* **Materials provided**
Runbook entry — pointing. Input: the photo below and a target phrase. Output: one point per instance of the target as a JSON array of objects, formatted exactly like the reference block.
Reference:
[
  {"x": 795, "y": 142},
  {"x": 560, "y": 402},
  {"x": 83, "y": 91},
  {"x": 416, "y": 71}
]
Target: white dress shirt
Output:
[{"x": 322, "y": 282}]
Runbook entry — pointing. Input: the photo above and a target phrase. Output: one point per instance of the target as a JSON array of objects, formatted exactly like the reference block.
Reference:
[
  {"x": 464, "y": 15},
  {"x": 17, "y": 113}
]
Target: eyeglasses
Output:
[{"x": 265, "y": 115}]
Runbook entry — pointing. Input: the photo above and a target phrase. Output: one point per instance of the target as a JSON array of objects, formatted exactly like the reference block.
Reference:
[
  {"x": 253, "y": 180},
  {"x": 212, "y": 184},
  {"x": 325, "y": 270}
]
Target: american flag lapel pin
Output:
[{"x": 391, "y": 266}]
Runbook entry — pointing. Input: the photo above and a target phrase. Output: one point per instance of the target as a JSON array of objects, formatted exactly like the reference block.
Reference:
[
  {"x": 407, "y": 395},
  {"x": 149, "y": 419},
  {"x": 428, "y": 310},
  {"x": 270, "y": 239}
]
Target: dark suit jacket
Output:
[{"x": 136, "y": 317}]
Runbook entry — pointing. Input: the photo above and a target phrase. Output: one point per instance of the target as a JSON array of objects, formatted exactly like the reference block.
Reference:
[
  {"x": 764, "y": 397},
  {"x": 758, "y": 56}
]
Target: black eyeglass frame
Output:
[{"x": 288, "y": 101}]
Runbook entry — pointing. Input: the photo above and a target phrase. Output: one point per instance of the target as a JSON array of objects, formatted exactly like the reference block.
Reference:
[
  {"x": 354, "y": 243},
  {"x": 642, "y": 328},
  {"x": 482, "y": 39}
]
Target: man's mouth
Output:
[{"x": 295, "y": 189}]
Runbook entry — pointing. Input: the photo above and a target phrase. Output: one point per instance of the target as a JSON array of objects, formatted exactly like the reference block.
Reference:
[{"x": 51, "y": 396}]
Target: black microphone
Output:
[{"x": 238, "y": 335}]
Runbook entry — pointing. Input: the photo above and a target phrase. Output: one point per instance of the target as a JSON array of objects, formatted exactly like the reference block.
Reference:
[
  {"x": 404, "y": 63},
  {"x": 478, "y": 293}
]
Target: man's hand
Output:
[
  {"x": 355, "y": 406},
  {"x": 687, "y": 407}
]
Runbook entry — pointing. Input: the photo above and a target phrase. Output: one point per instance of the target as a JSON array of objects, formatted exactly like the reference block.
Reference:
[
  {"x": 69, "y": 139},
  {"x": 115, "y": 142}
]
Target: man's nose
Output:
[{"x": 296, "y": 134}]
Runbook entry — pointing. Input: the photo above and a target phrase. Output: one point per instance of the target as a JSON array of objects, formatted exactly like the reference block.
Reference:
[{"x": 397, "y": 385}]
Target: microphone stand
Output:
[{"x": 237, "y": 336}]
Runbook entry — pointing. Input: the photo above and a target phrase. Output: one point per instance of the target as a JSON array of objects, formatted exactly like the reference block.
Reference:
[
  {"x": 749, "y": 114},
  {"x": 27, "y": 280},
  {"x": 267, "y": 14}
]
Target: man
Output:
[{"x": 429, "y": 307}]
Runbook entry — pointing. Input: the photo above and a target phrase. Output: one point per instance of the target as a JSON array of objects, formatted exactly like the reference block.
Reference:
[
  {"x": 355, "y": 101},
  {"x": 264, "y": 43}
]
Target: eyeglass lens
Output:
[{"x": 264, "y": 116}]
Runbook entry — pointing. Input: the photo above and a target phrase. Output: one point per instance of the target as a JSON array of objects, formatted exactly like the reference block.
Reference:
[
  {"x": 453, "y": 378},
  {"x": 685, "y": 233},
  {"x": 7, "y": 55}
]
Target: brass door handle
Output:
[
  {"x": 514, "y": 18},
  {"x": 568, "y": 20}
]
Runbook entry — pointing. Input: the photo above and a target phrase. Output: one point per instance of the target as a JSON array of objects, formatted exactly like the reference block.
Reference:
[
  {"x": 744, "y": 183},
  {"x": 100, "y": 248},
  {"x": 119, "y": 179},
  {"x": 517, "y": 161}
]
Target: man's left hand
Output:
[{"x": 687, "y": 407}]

* **Prompt**
Please copy out each line of the data in which the word "black" occurs.

* **Answer to this problem**
Target: black eyeglass frame
Target: black microphone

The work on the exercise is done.